### [TASK SET]
A. According to the commentary on Duterte's thanksgiving speech, at about what point in the video does he turn to the subject of the media?
B. Extend the commentary on Duterte's thanksgiving speech, picking up after its final sentence.

Rodrigo “Digong” Duterte’s thanksgiving speech on June 4 in Davao was a marvel to behold, even on video. It was on semiotic overdrive. While recapitulating the usual themes of his campaign – the need to clean up the massive corruption in agencies such as Customs, Immigration, and BIR; the pledge to end the sale of illegal drugs by encouraging neighborhood vigilantes to arm and kill dealers, offering bounties for small and big time pushers alike; the need to bring back the death penalty, etc – the speech inevitably found its way towards the usual targets from “imperial Manila.”

At around 29:00 of the video, the fun begins. He launches his usual tirades against the bishops, liberally peppered with the usual cuss words uttered so crisp and clear they shattered into a thousand pieces as they hit the air, showering everyone with verbal shrapnel. Then at around 31:00, he turns ominously to the subject of the media, and talks about the assassinated (and according to him, corrupt low-life animal) Jun Pala and the great delight he took in hearing about his death.

 

Shortly after this grisly tale, he recounts the personal hurt he felt about being asked by a reporter for his medical certificate. This request, which he probably took as casting doubt on his integrity, apparently cut such a deep wound. He considered it a grave personal insult to be questioned, as all candidates are, about their health and to be asked to produce medical proof. As he did with Mar during the campaign, he came back with a nasty retort, responding to the reporter with what he took to be a proportionally obscene remark: he asked him about his wife’s vagina and whether it was smelly, whether she had vaginitis.

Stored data
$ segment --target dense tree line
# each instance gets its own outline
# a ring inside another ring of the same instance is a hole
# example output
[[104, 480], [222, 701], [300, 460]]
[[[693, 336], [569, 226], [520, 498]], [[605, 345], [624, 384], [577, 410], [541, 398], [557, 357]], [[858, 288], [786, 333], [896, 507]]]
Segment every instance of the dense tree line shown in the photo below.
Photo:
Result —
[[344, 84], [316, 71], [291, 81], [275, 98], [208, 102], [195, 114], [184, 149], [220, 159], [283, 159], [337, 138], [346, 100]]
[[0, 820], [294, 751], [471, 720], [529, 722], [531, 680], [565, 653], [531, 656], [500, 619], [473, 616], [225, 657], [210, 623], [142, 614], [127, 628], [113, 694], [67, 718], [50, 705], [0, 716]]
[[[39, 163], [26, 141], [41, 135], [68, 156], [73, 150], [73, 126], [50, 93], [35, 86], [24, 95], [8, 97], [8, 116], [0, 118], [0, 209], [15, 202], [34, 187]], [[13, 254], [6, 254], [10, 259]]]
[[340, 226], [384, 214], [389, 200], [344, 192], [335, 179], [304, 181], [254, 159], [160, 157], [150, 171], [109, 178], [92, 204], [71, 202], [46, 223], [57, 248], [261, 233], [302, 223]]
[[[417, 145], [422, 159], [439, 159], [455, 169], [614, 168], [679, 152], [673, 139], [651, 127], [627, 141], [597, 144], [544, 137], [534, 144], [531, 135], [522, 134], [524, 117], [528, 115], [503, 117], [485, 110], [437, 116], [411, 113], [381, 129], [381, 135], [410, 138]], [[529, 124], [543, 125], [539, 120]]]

### [ANSWERS IN ORDER]
A. At around 31:00.

B.
The vengeful – and sexist – ribaldry produced the desired result: everyone in the crowd laughed, the women covering their mouths in mock modesty. He piled it on with a homophobic bit, recounting how he had earlier challenged Mar, when the latter asked him for his medical certificate, to a display of manliness by comparing their penis sizes, so certain was he that Mar’s “otin” would be too tiny – proof that he was “bayot” or gay. Just check out the size of his ass, he says. The speech only ended when his young daughter came up to him, as she usually does, to remind him it was time to wind it down.

This speech leaves no doubt: Digong is a consummate story-teller whose personal experience, not abstract book learning or moral codes, constitute the substance of his tales and the source of his erstwhile wisdom. This is what he shares with the crowd: not any sort of policy proposal or political vision, but the residues of an injured pride and a frayed ego. He nurses resentments the way a gardener fertilizes his crops, making sure they mature to impressive growth. Roiling in a surplus of narcissistic injuries, he is not a man to forgive nor forget, but one who can’t wait to take revenge for every perceived slight. To question him is to disrespect him, and you will pay what he alone will determine to be the appropriate price.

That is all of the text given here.